Retype the line with "Provide the location of each instance of the giraffe hind" in it, then each line after it to the end of the data, word for word.

* THE DATA
Segment Open

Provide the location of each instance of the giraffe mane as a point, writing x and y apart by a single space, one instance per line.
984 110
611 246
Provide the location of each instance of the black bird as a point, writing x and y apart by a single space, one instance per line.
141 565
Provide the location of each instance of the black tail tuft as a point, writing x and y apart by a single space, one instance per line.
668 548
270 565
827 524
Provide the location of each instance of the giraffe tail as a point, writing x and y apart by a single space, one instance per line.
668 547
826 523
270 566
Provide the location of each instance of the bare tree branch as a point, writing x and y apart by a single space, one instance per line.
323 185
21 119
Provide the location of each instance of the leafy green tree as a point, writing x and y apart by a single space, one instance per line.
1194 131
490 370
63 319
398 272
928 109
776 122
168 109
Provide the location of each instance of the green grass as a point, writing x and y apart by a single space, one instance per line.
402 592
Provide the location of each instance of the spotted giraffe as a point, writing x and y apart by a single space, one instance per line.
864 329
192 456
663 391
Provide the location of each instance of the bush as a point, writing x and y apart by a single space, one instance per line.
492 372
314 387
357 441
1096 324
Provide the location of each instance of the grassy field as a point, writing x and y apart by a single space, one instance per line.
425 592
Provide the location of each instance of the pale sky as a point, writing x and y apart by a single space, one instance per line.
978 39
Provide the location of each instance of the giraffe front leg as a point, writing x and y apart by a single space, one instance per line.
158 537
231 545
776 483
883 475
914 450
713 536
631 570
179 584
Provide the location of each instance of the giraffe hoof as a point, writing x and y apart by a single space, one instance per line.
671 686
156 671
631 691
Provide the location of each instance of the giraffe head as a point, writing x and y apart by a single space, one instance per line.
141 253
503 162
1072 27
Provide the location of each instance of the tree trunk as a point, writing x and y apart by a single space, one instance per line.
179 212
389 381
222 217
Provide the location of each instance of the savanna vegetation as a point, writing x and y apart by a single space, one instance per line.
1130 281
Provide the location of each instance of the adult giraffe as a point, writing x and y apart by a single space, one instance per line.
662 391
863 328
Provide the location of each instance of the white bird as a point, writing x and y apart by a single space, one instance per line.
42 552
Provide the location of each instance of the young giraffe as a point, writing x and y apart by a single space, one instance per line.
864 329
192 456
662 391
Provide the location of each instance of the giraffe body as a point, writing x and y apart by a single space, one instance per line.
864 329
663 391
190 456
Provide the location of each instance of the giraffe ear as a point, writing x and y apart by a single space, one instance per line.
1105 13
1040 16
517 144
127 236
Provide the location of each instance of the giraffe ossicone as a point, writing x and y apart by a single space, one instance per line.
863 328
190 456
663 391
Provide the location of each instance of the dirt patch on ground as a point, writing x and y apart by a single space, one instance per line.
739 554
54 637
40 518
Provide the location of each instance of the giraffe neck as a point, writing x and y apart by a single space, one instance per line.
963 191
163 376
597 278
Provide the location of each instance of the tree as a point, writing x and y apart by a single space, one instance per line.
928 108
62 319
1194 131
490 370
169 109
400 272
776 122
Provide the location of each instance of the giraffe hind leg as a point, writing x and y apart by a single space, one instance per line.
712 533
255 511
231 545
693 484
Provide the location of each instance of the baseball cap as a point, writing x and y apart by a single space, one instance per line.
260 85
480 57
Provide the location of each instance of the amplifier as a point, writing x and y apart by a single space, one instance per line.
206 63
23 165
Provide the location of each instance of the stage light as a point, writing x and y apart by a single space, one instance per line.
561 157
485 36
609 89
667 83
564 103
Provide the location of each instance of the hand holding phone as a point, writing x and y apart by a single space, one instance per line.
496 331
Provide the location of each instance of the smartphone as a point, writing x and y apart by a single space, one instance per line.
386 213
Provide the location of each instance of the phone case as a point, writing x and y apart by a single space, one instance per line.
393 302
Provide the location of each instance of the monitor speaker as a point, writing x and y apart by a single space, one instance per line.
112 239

Segment Closed

* ANSWER BOX
Provide the location of each instance of the giraffe hind leg as a point, writing x and y apart by a single space, one instance per line.
712 533
255 511
231 545
693 484
Provide the location of each instance of the baseball cap as a point, writing x and y apart by a single space, one instance per line.
260 85
480 57
Provide the location of each instance of the amplifier as a point, writing x and y apart by a single space, one instance per line.
206 63
23 165
Provide the location of each instance of the stage light as a point, writing x and y apart by a single space, one instance per line.
561 157
485 36
609 89
667 83
564 103
Provide the location of each instance of the hand holding phone as a point, writing x and y apart by a single space, one instance per line.
496 331
Provide the location of each instance of the smartphone as a point, writing x and y apart by a single space, one instance per line.
386 213
Provide the location of each instance of the phone case as a point, writing x and y apart by a single space, one instance per line.
393 302
Provide the location of each instance of the monitor speaker as a point, writing x and y apart by a single space, one instance per line.
112 239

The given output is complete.